[Records provided]
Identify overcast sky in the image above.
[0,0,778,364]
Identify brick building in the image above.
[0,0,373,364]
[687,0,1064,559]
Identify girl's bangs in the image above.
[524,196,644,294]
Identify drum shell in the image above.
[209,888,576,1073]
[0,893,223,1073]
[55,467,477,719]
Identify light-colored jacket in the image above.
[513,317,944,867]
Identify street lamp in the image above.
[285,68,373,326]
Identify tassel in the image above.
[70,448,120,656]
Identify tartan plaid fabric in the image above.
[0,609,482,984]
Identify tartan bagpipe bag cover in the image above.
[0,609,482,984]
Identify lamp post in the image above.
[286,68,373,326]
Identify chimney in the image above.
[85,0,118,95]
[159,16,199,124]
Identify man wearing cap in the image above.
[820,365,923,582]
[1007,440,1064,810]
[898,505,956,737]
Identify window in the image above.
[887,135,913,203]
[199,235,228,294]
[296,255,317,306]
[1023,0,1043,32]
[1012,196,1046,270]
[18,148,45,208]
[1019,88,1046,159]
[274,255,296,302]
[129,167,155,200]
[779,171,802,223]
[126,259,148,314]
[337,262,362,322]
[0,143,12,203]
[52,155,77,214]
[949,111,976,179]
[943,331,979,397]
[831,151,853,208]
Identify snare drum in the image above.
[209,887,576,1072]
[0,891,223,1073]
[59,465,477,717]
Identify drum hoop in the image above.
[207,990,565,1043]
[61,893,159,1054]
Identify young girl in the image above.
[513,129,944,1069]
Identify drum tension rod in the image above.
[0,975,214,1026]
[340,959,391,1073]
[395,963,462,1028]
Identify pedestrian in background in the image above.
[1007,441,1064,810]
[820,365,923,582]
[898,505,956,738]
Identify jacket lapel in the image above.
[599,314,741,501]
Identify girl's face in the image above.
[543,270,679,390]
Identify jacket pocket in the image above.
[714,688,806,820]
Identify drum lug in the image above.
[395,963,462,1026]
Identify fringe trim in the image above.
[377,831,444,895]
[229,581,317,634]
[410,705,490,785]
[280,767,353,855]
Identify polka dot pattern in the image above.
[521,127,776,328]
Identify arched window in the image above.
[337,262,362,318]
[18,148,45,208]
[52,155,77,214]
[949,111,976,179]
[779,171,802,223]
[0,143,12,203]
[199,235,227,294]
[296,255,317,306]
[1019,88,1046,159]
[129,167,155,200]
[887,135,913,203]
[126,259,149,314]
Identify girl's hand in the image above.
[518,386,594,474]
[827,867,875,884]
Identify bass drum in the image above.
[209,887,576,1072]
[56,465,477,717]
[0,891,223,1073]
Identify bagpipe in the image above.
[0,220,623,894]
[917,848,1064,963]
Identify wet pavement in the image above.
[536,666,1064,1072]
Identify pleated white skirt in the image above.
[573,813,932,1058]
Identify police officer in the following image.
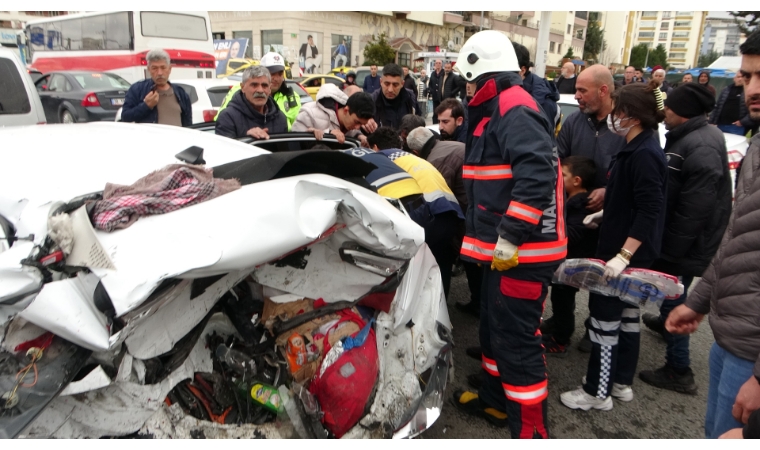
[454,30,567,438]
[214,52,301,131]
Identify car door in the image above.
[34,75,58,123]
[45,73,70,123]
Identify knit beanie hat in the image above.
[665,83,715,119]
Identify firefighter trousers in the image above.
[478,265,554,439]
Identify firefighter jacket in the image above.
[461,72,567,267]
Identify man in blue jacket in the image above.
[512,42,559,126]
[121,49,193,127]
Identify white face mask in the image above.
[607,114,633,137]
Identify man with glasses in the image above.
[372,64,421,130]
[216,66,288,139]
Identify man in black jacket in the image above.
[216,66,288,139]
[428,59,444,123]
[639,83,731,394]
[372,64,421,130]
[710,72,758,136]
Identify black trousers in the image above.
[478,265,554,439]
[551,284,578,345]
[583,293,641,399]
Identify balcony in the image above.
[443,11,464,25]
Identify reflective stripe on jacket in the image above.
[461,72,567,266]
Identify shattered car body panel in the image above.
[0,124,451,438]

[Request]
Reproduce the lines in every one of the records above exactly, with all the pictures left out of your answer.

[Output of the task]
Identify overcast sky in the image above.
[0,0,778,364]
Identify brick building in the image above.
[0,0,373,364]
[687,0,1064,559]
Identify girl's bangs in the image above.
[524,196,644,294]
Identify drum shell in the image above.
[209,888,576,1073]
[0,893,223,1073]
[55,467,477,719]
Identify light-colored jacket in the image above.
[513,317,944,867]
Identify street lamp in the image above.
[285,68,373,326]
Identify tassel in the image above.
[70,448,120,656]
Identify tartan plaid fabric in the image above.
[0,609,482,984]
Identify tartan bagpipe bag cover in the image above.
[0,609,482,984]
Identify lamp post in the image above.
[286,68,373,326]
Identify chimney in the image above.
[85,0,118,95]
[159,16,199,124]
Identify man wearing cap in the image above.
[820,365,923,582]
[1007,440,1064,810]
[898,505,956,737]
Identify window in the image above.
[887,135,913,203]
[199,235,228,294]
[296,255,317,306]
[1023,0,1043,32]
[1012,196,1046,270]
[18,148,45,208]
[1019,88,1046,159]
[274,255,296,302]
[129,167,155,200]
[779,171,802,223]
[126,259,148,314]
[337,262,362,322]
[0,143,12,203]
[52,155,77,214]
[949,111,976,179]
[943,331,979,397]
[831,151,853,208]
Identify snare drum in the image above.
[209,887,576,1072]
[0,891,223,1073]
[59,465,477,717]
Identify drum hoop in the image above.
[207,990,565,1043]
[61,893,159,1054]
Identify young girl in the image above.
[513,129,944,1069]
Identify drum tension rod in the image above.
[0,975,214,1026]
[340,959,391,1073]
[395,963,462,1028]
Identify pedestrian in background in the image above.
[1007,441,1064,810]
[820,365,923,582]
[898,505,956,738]
Identify jacket lapel in the image above.
[599,314,741,501]
Identify girl's face in the image above.
[543,270,679,390]
Identify jacket pocket in the image above.
[714,688,806,820]
Identify drum lug in the image above.
[395,963,462,1026]
Identify fringe trim in the image above.
[377,831,444,895]
[229,581,317,634]
[410,705,490,785]
[280,767,353,855]
Identify polka dot pattern in the image above.
[521,127,776,328]
Identify arched window in the image above.
[337,262,362,318]
[18,148,45,208]
[52,155,77,214]
[949,111,976,179]
[779,171,802,223]
[0,143,12,203]
[199,235,227,294]
[296,255,317,306]
[1019,88,1046,159]
[129,167,155,200]
[887,135,913,203]
[126,259,149,314]
Identify girl's hand in the image above.
[518,386,594,474]
[827,867,875,884]
Identify bass drum in the image above.
[209,887,576,1072]
[56,465,477,717]
[0,891,223,1073]
Identify bagpipe in the image above.
[0,220,623,894]
[917,848,1064,963]
Identify wet pavement in the image above.
[536,666,1064,1072]
Identify pleated white skirt in the image above.
[573,813,932,1058]
Identify police officer in the following image.
[454,30,567,438]
[214,52,301,131]
Identify car door in the image above.
[34,75,58,123]
[45,73,70,123]
Identify knit beanie hat in the image above.
[665,83,715,119]
Identify firefighter trousers in the image above.
[478,265,554,439]
Identify firefighter jacket in the image above.
[461,72,567,267]
Identify man in blue jacket in the image above.
[512,42,559,126]
[121,49,193,127]
Identify white face mask in the image above.
[607,114,633,137]
Identify man with glasses in the image above.
[372,64,421,130]
[216,66,288,139]
Identify man in black jacket in the image above.
[216,66,288,139]
[428,59,444,123]
[639,83,731,394]
[372,64,421,130]
[710,72,758,136]
Identify black trousers in the image above.
[478,265,554,439]
[551,284,578,345]
[583,293,641,399]
Identify balcony in the image above.
[443,11,464,25]
Identify reflective stripe on jacket in the image above.
[461,72,567,266]
Identify shattered car body panel in the image above.
[0,124,451,438]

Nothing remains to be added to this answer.